> EXTRAIT PRÉSENTÉ:
· · · ·
Le film commence par une scène choc et violente qu’on ne comprend pas (un homme en tabasse un autre dans un couloir), mais dont la signification viendra plus tard. Puis la longue scène suivante, un embouteillage sous une pluie battante, introduit le personnage de Farzaneh (Taraneh Alidoosti), monitrice d’auto-école en train de donner une leçon de conduite.

Sous l’averse

Sous l’averse, elle aperçoit un homme qui ressemble à son mari Jalal (Navid Mohammadzadeh), censé passer la journée hors de la ville, à plusieurs centaines de kilomètres, pour ses affaires. Il monte dans l’autobus, elle le suit et le voit entrer dans un immeuble puis, par la fenêtre, parler avec une femme.

Le lendemain, elle interroge son mari qui lui jure que ce n’était pas lui. Après enquête, avec l’aide du père de Jalal, le couple va découvrir l’existence d’un autre couple, physiquement identique: des doubles, des sosies, des clones…

Quatuor improbable

L’homme et la femme de cet autre couple, Mohsen et Bita, qui ont un fils de sept ans, leur ressemblent mais n’ont pas les mêmes caractères. Jalal est doux et compréhensif alors que Mohsen est violent et arrogant. Farzaneh, enceinte de trois mois, est déprimée et subit l’usure de son couple, alors que Bita est souriante et dynamique.
· · · ·
> LISTE DES ITEMS:
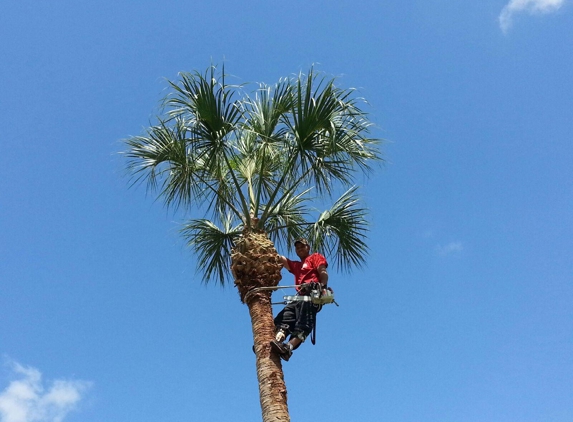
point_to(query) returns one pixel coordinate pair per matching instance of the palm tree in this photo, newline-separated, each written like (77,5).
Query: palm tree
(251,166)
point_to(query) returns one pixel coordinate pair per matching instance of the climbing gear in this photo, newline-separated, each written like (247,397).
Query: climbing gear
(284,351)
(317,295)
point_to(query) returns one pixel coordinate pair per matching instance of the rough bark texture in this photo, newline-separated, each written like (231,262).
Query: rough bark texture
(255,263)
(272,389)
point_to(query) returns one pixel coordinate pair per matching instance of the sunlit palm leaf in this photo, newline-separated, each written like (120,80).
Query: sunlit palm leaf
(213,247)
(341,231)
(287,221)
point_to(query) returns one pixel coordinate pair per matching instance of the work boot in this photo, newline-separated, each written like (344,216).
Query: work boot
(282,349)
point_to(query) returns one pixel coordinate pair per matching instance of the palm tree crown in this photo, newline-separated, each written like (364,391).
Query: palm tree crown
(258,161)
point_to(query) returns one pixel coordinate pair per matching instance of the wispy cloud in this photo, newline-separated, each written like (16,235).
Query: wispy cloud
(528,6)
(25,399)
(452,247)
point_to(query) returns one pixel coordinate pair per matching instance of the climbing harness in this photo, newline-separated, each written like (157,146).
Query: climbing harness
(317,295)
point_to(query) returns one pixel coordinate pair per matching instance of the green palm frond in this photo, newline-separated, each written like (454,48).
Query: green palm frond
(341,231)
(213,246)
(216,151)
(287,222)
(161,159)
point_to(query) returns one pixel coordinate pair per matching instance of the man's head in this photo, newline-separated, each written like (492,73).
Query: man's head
· · · ·
> SÉRIE DE CONSIGNES:
- a) Citez le passage sur le film de « Le film commence » à « avec une femme. ».
- b) Poursuivez le passage sur le film à partir de sa dernière phrase.

> RÉPONSES SUCCESSIVES:
- a)
Le film commence par une scène choc et violente qu’on ne comprend pas (un homme en tabasse un autre dans un couloir), mais dont la signification viendra plus tard. Puis la longue scène suivante, un embouteillage sous une pluie battante, introduit le personnage de Farzaneh (Taraneh Alidoosti), monitrice d’auto-école en train de donner une leçon de conduite.

Sous l’averse

Sous l’averse, elle aperçoit un homme qui ressemble à son mari Jalal (Navid Mohammadzadeh), censé passer la journée hors de la ville, à plusieurs centaines de kilomètres, pour ses affaires. Il monte dans l’autobus, elle le suit et le voit entrer dans un immeuble puis, par la fenêtre, parler avec une femme.

- b)
Dans ce quatuor improbable, c’est entre Jalal et Bita que vont naître peu à peu des liens, à l’insu des deux autres. Cette situation étrange et troublante va donner lieu à une manipulation, puis à des relations plus compliquées susceptibles de virer au drame…

Différences de comportements

Le thème du double est un sujet vu et revu à de nombreuses reprises dans le cinéma. Dans « Les ombres persanes », c’est la différence des comportements des quatre personnages et du fonctionnement des deux couples qui nourrit, tout au long de l’histoire, l’idée de départ: « Découvrir qu’il existe une autre version de vous et qu’elle s’avère meilleure ou plus épanouissante que celle que vous expérimentez fait basculer le récit dans le fantastique », explique le réalisateur, Mani Haghighi.

« Je ne voulais pas faire un film expérimental comme mes précédents. Je souhaitais, au contraire, faire à la fois un film fantastique, social, et un thriller psychologique. Sans sacrifier pour autant le côté philosophique et abstrait du propos », ajoute-t-il.

Suspense, tension, mystère

Le suspense, la tension, le mystère sont illustrés par une réalisation très maîtrisée, avec des images en clair-obscur, une pénombre parfois interrompue par une violente lumière (néons, téléviseur, éclairs), des ellipses, des hors-champs, un montage qui laisse la place à des interrogations, et surtout une pluie omniprésente, quasi continue pendant tout le film et presque personnage à part entière, « comme si le cœur de l’histoire n’était qu’une infime conséquence collatérale d’un problème beaucoup plus grand. Comme si l’univers tout entier était déréglé », explique Mani Haghighi.



Les deux acteurs qui jouent les quatre rôles sont formidables, notamment dans leurs comportements différents, même si on arrive à les distinguer par d’infimes détails (chevelure, vêtements). Et deux autres personnages, le père de Jalal et le fils de Mohsen et Bita, jouent un rôle important dans l’histoire.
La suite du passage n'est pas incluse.